EXERCISE REQUIREMENTS.
Continue the letter to the SEC about the United Insurance Holdings Corp. proxy statement, picking up after its last sentence.

SELECTED TEXT.
____
VIA EDGAR SUBMISSION

U.S. Securities and Exchange Commission (the “Staff”)

Office of Healthcare and Insurance

100 F Street, N.E.

Washington, D.C. 20549

Attention: Ms. Suzanne Hayes, Assistant Director

 

  Re: United Insurance Holdings Corp.

Proxy Statement on Schedule 14A

Filed October 5, 2016

File No. 001-35761

Ladies and Gentlemen:

On behalf of United Insurance Holdings Corp. (“UIHC”), we are writing in response to the comments contained in the Staff’s comment letter dated November 2, 2016 (the “Comment Letter”) with respect to the above-referenced Proxy Statement on Schedule 14A (the “Proxy Statement”).

Concurrently herewith, UIHC is filing an amendment to the Proxy Statement (the “Amendment”) via the EDGAR system that reflects changes in response to the Comment Letter, as well as additional changes required to update the disclosure contained in the Proxy Statement. In addition to the EDGAR filing, we are delivering to your attention a hard copy of this letter, along with copies of the Amendment. It is our hope that, with the filing of the Amendment, all responsive material will have been provided and that UIHC would be in a position to obtain an effective date of the Proxy Statement and to complete a definitive filing.
____
DATASET CONTENT.
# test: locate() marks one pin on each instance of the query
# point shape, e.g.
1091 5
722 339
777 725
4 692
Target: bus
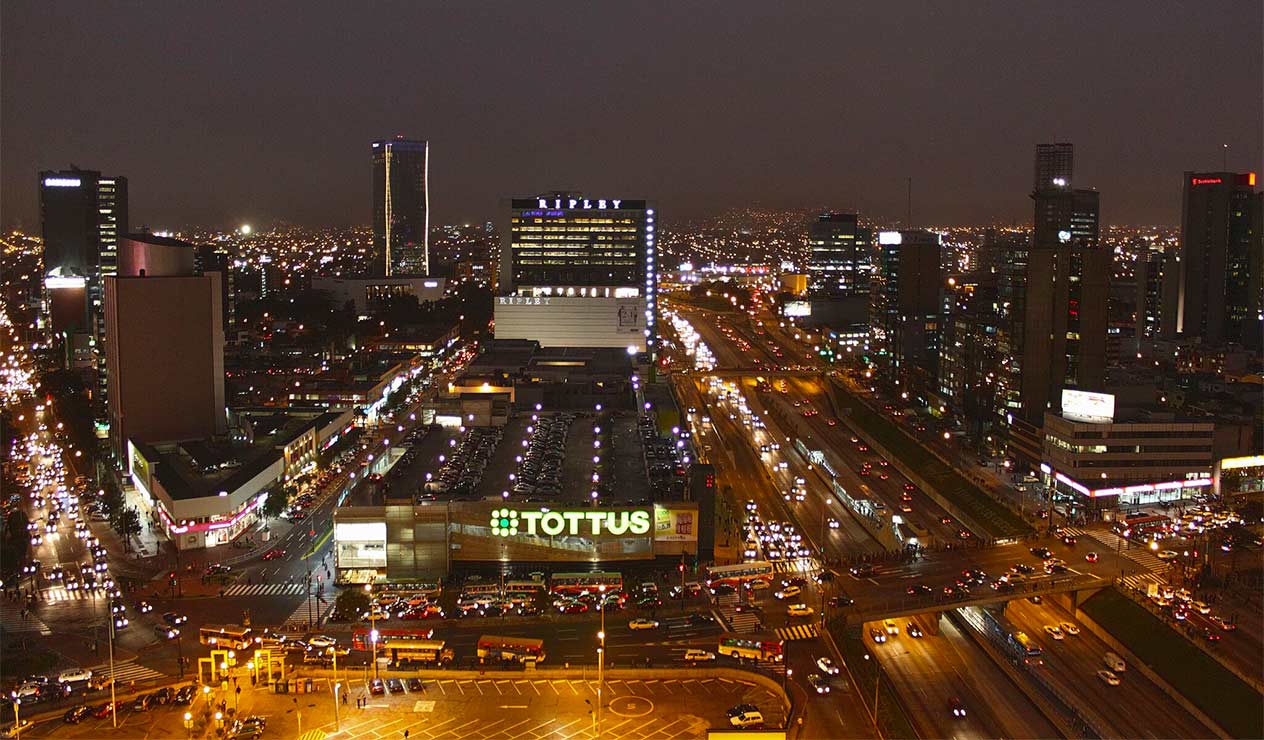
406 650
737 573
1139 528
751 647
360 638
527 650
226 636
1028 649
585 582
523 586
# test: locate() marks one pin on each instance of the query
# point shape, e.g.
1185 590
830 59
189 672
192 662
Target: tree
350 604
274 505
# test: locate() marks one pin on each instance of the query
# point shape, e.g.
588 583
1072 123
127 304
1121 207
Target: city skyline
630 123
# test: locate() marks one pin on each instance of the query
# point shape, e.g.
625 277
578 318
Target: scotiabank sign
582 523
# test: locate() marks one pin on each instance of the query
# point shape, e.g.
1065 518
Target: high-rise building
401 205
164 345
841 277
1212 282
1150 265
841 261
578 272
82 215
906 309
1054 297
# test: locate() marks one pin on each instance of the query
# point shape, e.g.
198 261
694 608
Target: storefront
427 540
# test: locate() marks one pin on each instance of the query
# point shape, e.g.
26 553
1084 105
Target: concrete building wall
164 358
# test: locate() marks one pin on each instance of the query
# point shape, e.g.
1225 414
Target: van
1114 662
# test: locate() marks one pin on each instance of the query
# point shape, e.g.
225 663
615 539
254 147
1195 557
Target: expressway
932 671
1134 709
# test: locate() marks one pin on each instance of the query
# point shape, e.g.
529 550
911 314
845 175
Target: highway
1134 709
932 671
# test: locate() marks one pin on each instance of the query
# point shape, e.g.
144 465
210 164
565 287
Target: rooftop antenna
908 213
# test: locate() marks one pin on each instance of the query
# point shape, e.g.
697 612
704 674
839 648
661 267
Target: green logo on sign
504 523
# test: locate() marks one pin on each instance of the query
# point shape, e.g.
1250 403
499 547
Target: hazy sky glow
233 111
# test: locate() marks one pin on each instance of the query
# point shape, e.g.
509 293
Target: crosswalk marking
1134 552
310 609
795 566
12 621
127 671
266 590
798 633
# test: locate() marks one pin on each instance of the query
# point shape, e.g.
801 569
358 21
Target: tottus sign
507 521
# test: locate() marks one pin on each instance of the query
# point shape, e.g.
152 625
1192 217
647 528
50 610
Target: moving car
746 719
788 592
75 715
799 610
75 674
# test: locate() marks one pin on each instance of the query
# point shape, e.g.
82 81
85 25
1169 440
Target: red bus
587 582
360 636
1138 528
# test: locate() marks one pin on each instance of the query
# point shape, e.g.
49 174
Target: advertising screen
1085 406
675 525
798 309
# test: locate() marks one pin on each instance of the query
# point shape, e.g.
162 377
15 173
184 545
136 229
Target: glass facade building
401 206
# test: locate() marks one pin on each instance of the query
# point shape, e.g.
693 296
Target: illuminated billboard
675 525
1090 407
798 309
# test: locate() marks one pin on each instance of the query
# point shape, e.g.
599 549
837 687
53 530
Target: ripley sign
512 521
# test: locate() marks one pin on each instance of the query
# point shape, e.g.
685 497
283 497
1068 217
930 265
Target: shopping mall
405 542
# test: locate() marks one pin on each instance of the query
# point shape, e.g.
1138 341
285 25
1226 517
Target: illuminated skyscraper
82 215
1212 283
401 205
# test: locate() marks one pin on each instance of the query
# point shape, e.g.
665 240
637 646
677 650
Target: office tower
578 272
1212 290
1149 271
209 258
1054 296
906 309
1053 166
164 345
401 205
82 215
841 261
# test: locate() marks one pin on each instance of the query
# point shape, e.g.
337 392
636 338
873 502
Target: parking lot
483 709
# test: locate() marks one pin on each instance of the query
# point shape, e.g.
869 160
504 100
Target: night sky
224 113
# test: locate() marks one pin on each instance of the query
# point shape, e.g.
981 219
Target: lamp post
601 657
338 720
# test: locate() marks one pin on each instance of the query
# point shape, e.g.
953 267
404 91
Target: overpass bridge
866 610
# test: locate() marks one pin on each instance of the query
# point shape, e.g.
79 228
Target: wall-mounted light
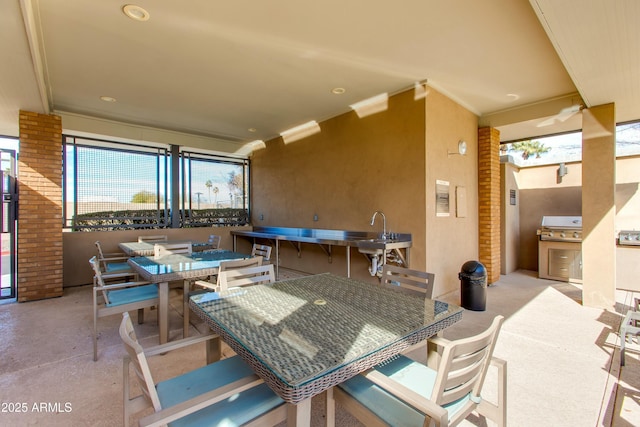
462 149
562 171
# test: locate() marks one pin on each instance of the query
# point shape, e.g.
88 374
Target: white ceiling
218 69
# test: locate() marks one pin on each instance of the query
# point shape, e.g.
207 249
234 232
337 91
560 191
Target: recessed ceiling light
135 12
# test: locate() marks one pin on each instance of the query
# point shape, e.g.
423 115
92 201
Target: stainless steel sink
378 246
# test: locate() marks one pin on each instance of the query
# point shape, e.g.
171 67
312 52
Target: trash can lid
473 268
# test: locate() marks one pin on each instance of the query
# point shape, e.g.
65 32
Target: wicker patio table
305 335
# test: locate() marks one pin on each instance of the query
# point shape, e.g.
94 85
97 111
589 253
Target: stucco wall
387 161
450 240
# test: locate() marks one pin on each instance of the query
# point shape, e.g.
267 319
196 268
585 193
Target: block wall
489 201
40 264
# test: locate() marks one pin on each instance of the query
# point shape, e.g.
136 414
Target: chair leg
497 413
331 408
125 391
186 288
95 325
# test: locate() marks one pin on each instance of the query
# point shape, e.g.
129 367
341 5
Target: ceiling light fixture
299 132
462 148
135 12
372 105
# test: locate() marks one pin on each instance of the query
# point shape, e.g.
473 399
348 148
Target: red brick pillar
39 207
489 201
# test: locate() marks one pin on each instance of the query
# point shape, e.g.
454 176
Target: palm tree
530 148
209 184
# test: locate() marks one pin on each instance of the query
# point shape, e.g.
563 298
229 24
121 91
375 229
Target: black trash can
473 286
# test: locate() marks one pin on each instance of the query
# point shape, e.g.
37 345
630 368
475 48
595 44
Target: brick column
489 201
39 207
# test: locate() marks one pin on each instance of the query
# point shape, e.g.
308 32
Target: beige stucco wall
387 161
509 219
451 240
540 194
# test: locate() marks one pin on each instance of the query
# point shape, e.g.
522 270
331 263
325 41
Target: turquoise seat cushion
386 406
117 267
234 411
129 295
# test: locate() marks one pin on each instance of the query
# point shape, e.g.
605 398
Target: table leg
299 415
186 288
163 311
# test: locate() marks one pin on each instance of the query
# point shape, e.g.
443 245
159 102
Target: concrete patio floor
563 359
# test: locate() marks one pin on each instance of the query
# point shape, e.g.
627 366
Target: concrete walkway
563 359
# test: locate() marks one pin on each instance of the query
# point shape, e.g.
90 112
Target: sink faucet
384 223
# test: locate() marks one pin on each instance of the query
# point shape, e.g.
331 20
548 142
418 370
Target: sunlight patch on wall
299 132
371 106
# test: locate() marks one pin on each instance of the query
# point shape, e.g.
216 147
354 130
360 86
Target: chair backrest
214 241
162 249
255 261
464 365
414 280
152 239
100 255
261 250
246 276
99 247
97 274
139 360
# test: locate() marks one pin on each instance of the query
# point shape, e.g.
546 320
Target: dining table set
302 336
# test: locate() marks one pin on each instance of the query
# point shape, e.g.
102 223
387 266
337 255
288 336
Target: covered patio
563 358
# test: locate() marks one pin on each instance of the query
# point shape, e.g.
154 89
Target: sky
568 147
____
FINAL RESULT.
For ease of reference, the numbered paragraphs below correspond to the numbered comments in the Comment Letter, with the Staff’s comments presented in italicized font type. All page references in the responses set forth below refer to page numbers in the Amendment, as filed with the Staff on December 2, 2016.


Schedule 14A

Shares of UIHC commons stock to be beneficially owned by Mr. Peed…, page 23

 

1. Please expand your disclosure to describe briefly the “other rights” under the stockholder agreement which may give the Peed stockholder significant ability to influence the direction of UIHC.

UIHC has revised the Proxy Statement in response to the Staff’s comment. The revised language appears on page 23 of the Amendment.

Background of the Mergers, page 40

 

2. Please revise the disclosure concerning the August 27, 2015 introductory meeting to indicate which party initiated contact or otherwise explain how the parties came into contact.

UIHC has revised the Proxy Statement in response to the Staff’s comment. The revised language appears on page 40 of the Amendment.

 

3. For the October 28, 2015 meeting, please identify the members of UIHC and AmCo management who were present at the meeting. Please make conforming changes throughout the Background to the Mergers section wherever you discuss meetings involving individuals at UIHC, AmCo, AmRisc and/or BB&T Insurance.

UIHC has revised the Proxy Statement in response to the Staff’s comment. The revised language appears on pages 41 through 44 of the Amendment.

 

4. With respect to the November 5, 2015 entries, please revise your disclosure to describe each of the “various financial measures” related to the AmCo proposal that Raymond James presented to the UIHC board. Explain how these financial measures compared to the 57.2% ownership percentage proposed by RDX on October 8, 2015 and the “much lower” level that Raymond James conveyed to Tiger Risk on November 5.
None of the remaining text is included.